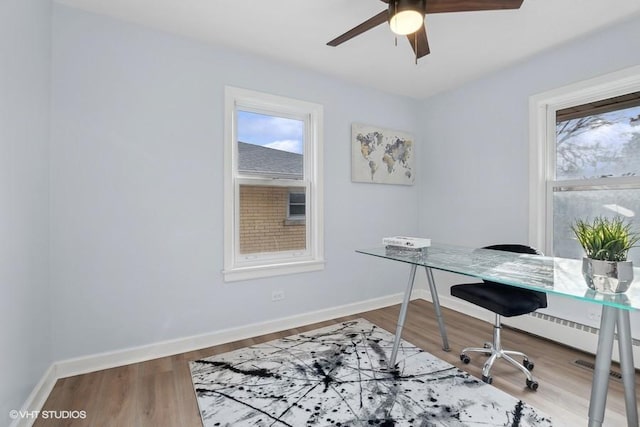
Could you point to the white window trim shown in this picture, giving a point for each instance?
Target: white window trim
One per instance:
(285, 263)
(542, 119)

__Exercise__
Tell how many lines in the data include the string "white". Reply with the number and no other text.

__Output__
2